## STATED TASK
Update all the records below by changing "innermost" to "most central" and keeping everything else the same. Leave the pictures out of your answer.

======== RECORDS SUPPLIED ========

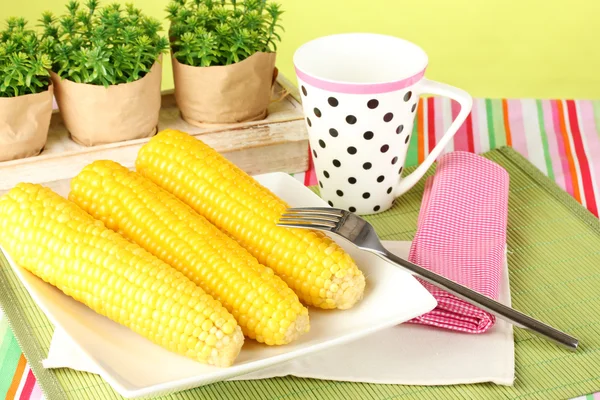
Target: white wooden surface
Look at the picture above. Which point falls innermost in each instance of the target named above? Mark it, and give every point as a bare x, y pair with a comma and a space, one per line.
279, 143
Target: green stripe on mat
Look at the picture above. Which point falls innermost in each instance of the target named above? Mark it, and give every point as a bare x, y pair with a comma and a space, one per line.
554, 254
9, 354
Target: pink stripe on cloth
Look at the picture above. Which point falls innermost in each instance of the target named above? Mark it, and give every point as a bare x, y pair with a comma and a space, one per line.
461, 234
36, 393
517, 126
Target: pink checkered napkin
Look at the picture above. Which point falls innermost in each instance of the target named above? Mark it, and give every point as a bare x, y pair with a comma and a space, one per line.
461, 234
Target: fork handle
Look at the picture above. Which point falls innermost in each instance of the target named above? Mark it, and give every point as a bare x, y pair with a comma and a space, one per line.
501, 311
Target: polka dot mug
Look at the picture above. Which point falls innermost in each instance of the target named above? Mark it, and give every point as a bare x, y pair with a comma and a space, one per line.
359, 93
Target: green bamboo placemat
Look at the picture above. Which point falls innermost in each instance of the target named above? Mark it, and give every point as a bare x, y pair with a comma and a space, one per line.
554, 264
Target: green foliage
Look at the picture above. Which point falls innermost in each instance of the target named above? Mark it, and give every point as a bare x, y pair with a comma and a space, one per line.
23, 66
102, 45
222, 32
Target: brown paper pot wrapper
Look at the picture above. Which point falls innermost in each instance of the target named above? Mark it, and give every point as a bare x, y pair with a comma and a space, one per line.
24, 123
225, 94
97, 115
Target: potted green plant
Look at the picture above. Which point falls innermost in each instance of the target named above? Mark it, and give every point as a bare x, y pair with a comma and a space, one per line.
106, 71
25, 92
223, 55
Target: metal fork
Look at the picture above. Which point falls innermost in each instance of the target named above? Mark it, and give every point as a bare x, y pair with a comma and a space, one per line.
362, 234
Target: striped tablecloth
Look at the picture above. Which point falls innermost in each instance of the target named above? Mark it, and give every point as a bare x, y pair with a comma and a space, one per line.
560, 137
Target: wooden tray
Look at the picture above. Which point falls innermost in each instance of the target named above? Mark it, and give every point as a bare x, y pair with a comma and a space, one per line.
278, 143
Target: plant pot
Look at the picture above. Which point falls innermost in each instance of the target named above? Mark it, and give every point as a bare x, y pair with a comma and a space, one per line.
224, 94
24, 123
96, 114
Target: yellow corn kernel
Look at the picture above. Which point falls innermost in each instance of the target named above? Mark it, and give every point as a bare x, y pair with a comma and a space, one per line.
248, 212
60, 243
172, 231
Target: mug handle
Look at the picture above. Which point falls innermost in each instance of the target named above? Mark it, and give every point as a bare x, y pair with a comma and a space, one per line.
466, 103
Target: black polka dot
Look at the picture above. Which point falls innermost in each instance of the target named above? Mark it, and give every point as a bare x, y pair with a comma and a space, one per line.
373, 103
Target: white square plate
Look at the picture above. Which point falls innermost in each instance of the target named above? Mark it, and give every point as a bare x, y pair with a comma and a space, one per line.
135, 367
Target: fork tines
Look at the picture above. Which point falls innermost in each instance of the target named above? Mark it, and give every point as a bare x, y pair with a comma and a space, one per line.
311, 218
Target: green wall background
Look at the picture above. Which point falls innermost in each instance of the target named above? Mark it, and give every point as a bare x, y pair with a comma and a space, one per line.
491, 48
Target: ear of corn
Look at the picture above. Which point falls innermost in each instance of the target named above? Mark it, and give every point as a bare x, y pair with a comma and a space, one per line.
312, 264
264, 306
60, 243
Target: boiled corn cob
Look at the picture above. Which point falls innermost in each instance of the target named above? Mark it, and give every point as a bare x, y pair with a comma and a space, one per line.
264, 306
60, 243
312, 264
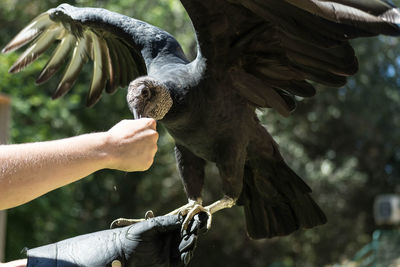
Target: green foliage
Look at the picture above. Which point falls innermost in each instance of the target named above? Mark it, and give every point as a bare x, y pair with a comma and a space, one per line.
345, 143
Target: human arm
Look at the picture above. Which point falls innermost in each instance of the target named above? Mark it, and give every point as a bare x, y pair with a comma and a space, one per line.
30, 170
154, 242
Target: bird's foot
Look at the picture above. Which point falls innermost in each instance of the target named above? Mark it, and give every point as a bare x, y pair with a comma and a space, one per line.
120, 222
189, 210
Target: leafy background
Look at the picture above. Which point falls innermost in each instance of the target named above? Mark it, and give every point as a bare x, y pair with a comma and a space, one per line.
344, 142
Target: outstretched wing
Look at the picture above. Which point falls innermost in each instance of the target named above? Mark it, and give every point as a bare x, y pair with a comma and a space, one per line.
121, 47
271, 49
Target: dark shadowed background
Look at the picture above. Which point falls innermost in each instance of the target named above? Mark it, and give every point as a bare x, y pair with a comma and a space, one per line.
344, 142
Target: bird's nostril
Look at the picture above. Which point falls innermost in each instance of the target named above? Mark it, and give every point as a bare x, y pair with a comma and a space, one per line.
146, 93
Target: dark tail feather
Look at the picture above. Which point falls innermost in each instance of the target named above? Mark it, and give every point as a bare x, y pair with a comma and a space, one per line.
277, 202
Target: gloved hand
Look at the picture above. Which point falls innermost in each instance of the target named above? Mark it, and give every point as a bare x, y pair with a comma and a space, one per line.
154, 242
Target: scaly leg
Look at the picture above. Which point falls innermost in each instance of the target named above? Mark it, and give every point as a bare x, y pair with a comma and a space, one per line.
223, 203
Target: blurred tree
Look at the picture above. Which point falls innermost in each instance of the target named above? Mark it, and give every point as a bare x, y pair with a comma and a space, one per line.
343, 142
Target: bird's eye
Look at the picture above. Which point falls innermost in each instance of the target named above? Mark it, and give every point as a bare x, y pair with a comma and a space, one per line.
146, 93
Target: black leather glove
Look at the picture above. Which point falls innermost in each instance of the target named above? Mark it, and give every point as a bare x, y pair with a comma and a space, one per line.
155, 242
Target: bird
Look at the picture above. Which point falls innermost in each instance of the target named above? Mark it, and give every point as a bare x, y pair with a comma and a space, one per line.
251, 55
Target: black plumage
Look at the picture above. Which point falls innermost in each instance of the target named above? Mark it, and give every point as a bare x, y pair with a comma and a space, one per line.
251, 54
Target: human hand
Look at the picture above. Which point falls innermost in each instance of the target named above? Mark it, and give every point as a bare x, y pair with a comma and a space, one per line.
132, 144
158, 241
155, 242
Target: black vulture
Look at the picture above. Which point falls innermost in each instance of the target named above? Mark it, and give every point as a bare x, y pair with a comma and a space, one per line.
251, 54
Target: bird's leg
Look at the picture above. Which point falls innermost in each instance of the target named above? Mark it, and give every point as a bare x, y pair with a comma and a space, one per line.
191, 170
223, 203
120, 222
230, 162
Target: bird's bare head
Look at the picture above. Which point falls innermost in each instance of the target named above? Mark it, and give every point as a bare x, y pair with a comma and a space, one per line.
149, 98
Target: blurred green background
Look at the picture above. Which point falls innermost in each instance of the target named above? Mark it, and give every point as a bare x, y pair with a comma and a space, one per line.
344, 142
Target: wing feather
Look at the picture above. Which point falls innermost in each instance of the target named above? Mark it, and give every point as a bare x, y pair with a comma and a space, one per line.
116, 67
30, 32
120, 47
100, 69
57, 59
272, 48
37, 48
78, 59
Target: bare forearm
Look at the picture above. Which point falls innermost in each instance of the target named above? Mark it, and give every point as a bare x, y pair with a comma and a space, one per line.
30, 170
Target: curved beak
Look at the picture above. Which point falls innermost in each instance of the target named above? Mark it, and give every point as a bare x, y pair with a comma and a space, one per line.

========

## RESPONSE TO THE EXERCISE
Target: white wooden surface
Look at the picture above. Which point falls most central in each instance of the target named above? Mark it, and give every point as a bare x, y pair with a comma and a space, one per line.
279, 143
Target: green stripe on mat
Look at the picture above. Which point falls most central in each instance of the target named above? Mark it, and give every point as a bare x, y pair with a comma and a space, one per line.
554, 254
9, 354
Target: pink stripe on cloth
Look at the picture above. Which point falls most central in each instance of the target named above? Mark it, and give every point as a bare x, y pair with a comma and a space, one per line.
461, 234
36, 393
517, 126
Target: pink checkered napkin
Look at the picture above. Which point falls most central in each instance of the target named above? Mark it, and give every point as a bare x, y pair with a comma and a space, one per line.
461, 234
Target: fork handle
Look at the picture above. Which point falls most central in each instance of the target named above? Mark it, and give every point as a bare x, y pair with a comma and a space, one per line.
501, 311
Target: polka dot mug
Look at the picture above. Which point falls most central in each instance of the target named above? Mark it, and give every point as a bare x, y pair with a comma and a space, one per line.
359, 93
Target: green bamboo placemat
Look at the picture above. Which point falls most central in each instance of the target named above? Mark it, and give every point as a bare x, y pair with a comma and a space, one per line.
554, 264
Target: green foliage
Look at the picture above. Which point falls most central in each instance of the target named above? Mark it, and give every point as a bare x, y pair with a comma and a space, one per line.
23, 66
102, 45
222, 32
Target: brown paper pot wrapper
Look at the picture above. Which point falls most central in each instance of the target named above? Mark it, and give every point as a bare x, y pair with a comma and a space, one per line.
24, 123
225, 94
97, 115
Target: potted green plant
Look at the picture above. Which point falls most central in each instance of the target named above? Mark it, and give every point as a bare x, y pair with a comma and a space, one per line.
106, 71
25, 92
223, 55
Target: metal fork
Look at the picture above. Which point falls most central in each instance of the target named above? Mark it, and give every point as a bare x, y pair with a comma and a space, one per line.
362, 234
Target: striped tablecloth
Look at the picture above. Which point falls most central in each instance of the target named above? Mark it, and give every point as a bare x, y pair with a comma and a space, one per line.
560, 137
Target: wooden tray
Look at the picture above. Which point falls most central in each instance of the target named above? Mark it, and give every point as a bare x, y pair with a comma and a space, one per line.
278, 143
Target: plant pot
Look at the picture above. Which point falls most central in each instance of the target named above? Mark it, and give every point as a bare x, y pair with a comma and a space, one per line.
224, 94
24, 123
96, 114
Target: yellow corn kernel
Look at the picture above. Which point falls most central in each instance of the target named above? Mark it, and give every point as a bare x, y pair with a comma and a space, one per line.
248, 212
60, 243
172, 231
Target: mug handle
Look at the picture above. Which point falls most central in each instance of the target named above? Mark it, and give every point as a bare x, y pair with a comma and a space, one per line.
466, 103
Target: black polka dot
Look at the picture above. Which point falls most central in each instance of the target named above? Mark it, and give every point as a bare x, y pair with a comma and a space, one per line.
373, 103
Target: white square plate
Look at the picture above. Which point falls most central in each instance of the target named above? Mark it, and give every point as a bare x, y pair with a comma and a space, one per line.
135, 367
Target: fork tines
Look at the picture above. Which point falls most central in each instance of the target named above? Mark it, and give every point as a bare x, y pair with a comma and a space, one per line.
311, 218
Target: green wall background
Look at the picture above. Which point falls most central in each instance of the target named above? Mark it, and give every point as a bare x, y pair with a comma and a space, one per line.
491, 48
Target: ear of corn
Look at the picture above. Which point falls most central in each instance of the target named above? Mark it, and give every point as a bare x, y pair with a comma and a space, one per line.
312, 264
264, 306
60, 243
Target: boiled corn cob
Look at the picture above. Which point falls most central in each instance of the target named above? Mark it, and give every point as a bare x, y pair with a comma and a space, one per line.
264, 306
60, 243
312, 264
Target: green foliage
Look at the picture above. Which point falls most central in each instance of the target named above? Mark it, and give every point as a bare x, y pair with a comma and a space, one per line.
345, 143
Target: human arm
Look at the picture above. Which point falls most central in each instance of the target named above? Mark it, and give every point as a bare x, y pair with a comma and a space, one per line.
30, 170
154, 242
Target: bird's foot
Look at the picture above. Which point falls most central in each instance of the target named above? Mark it, and give every point as a bare x, y pair with a comma and a space, one per line.
120, 222
189, 210
Target: leafy background
Look at the picture above. Which point falls most central in each instance of the target named above? Mark it, and give every point as a bare x, y pair with a comma and a space, one per line.
344, 142
Target: outstretched wing
Look at the picture above. Which point falls most central in each instance of the target named above? Mark it, and give every point as a bare x, y pair with a comma and a space, one per line.
121, 47
271, 49
Target: dark shadowed background
Look at the picture above. Which point falls most central in each instance of the target named above? Mark it, and give every point as a bare x, y pair with a comma and a space, one per line.
344, 142
Target: bird's nostril
Look at the picture above. Which point falls most central in each instance of the target named above? Mark it, and give every point as a bare x, y pair with a comma and a space, one per line.
146, 93
Target: dark tail feather
Look at the picture above. Which point falls most central in each instance of the target named above? Mark it, and give every point as a bare x, y pair with a comma and a space, one per line.
277, 202
Target: gloved hand
Look at the picture above. Which point falls most central in each instance of the target named above? Mark it, and give every point as a bare x, y pair with a comma and a space, one per line.
154, 242
Target: scaly leg
Look at the picture above. Which point falls most central in each instance of the target named above? Mark it, and give every point as a bare x, y pair with a comma and a space, one per line.
223, 203
Target: blurred tree
Look at the picture above. Which point falls most central in each instance of the target named above? Mark it, and give every point as a bare x, y pair with a comma and a space, one per line.
343, 142
Target: bird's eye
Look at the picture above. Which point falls most central in each instance of the target named above? Mark it, and give every point as a bare x, y pair with a comma and a space, one per line.
146, 93
Target: black leather glove
Look at the picture above. Which point falls most central in each instance of the target named above? Mark it, and give every point as a bare x, y pair with a comma and a space, one per line.
155, 242
Target: bird
Look at the picture above. Which point falls most central in each instance of the target named above? Mark it, and give every point as a bare x, y pair with a comma and a space, one per line.
251, 55
Target: black plumage
Look at the picture above. Which point falls most central in each instance of the target named above? Mark it, and give every point as a bare x, y pair with a comma and a space, one per line.
251, 54
Target: human hand
Look at the picture above. Which point falls most central in each instance of the target named above? Mark it, and give every point as a bare x, y pair with a comma and a space, one per line.
132, 144
158, 241
155, 242
Target: black vulture
Look at the picture above. Which point falls most central in each instance of the target named above? Mark it, and give every point as a bare x, y pair with a comma and a space, one per line.
251, 54
Target: bird's leg
Look at the picture above. Which point falls most central in each instance of the target named above? Mark it, and give every point as a bare x, y pair with a comma and a space, one per line.
191, 170
223, 203
120, 222
230, 162
Target: bird's bare head
Look at the picture above. Which point falls most central in each instance of the target named above? Mark it, and give every point as a bare x, y pair with a comma and a space, one per line.
149, 98
Target: blurred green background
Look at the picture above. Which point falls most central in each instance of the target named above? Mark it, and give every point as a bare x, y pair with a comma and a space, one per line.
344, 142
Target: wing feather
Look at the picture above. Which point falls most central in each instance of the target named above? Mark it, and give every point as a bare x, y pair with a comma and a space, one per line.
116, 67
30, 32
120, 47
100, 69
57, 59
272, 48
37, 48
78, 59
Target: bare forearm
Look at the picture above. Which point falls most central in each instance of the target named above? Mark it, and give every point as a bare x, y pair with a comma and a space, one per line.
30, 170
Target: curved beak
Look at the picture above. Which point falls most central in each instance of the target named above? Mark it, and give every point as a bare x, y pair with a comma and a space, one per line.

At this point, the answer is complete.